→ INSTRUCTION: Change every "in this photo" in the listing below to "in this image", leave all other wording untouched, and write out the result without the pictures.

→ SOURCE RECORDS:
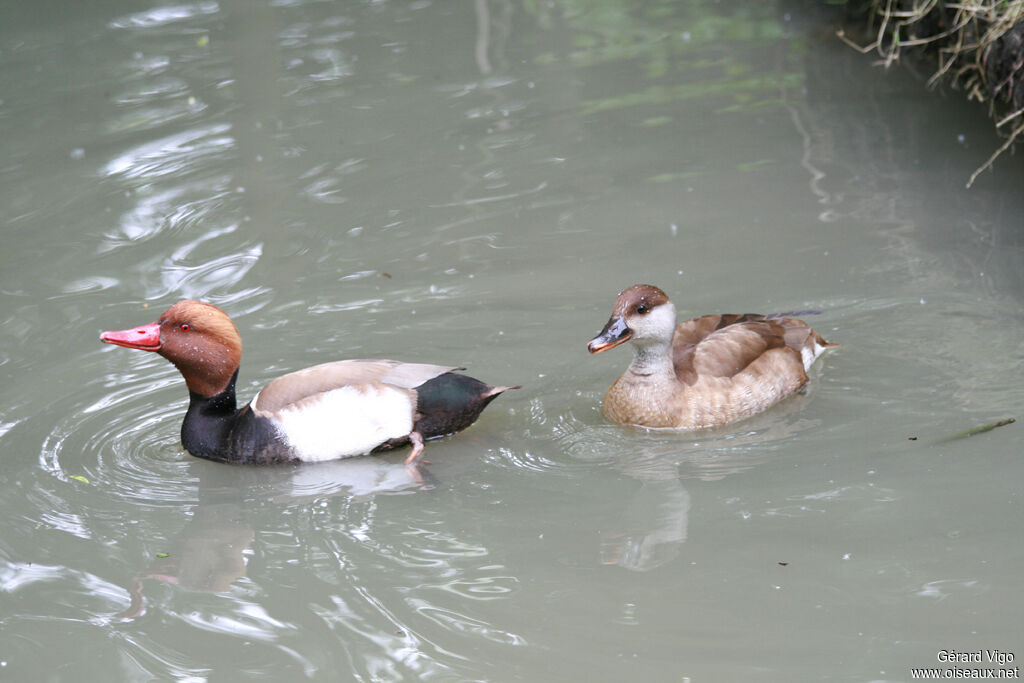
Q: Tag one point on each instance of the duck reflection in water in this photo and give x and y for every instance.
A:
(209, 554)
(652, 528)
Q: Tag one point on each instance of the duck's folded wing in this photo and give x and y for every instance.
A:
(294, 387)
(727, 350)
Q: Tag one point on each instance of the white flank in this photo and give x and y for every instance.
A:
(345, 422)
(811, 353)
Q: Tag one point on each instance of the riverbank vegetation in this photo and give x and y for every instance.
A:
(974, 45)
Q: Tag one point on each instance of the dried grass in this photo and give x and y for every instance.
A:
(978, 45)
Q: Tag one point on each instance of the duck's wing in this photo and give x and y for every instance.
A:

→ FULL OUTPUT:
Q: Tag one point on each instance of the duck reflection in water in this image and give x and y for every instance.
A:
(209, 554)
(652, 528)
Q: Tag one point on each instance of the duck's folded wing in this image and give x and y for every instance.
A:
(294, 387)
(727, 350)
Q: Tag one point on each instance of the white flank in this image and give x and y for every instance.
A:
(345, 422)
(811, 353)
Q: Tag one point on each instance of the riverbank vegetation in this image and give x and y for every instance.
A:
(974, 45)
Q: Tag one point on each instance of the dried grass in this image and give x and y for every instance.
A:
(978, 45)
Q: Tag one point on each instance of the duck's wing in this image and give x and y for every instance.
A:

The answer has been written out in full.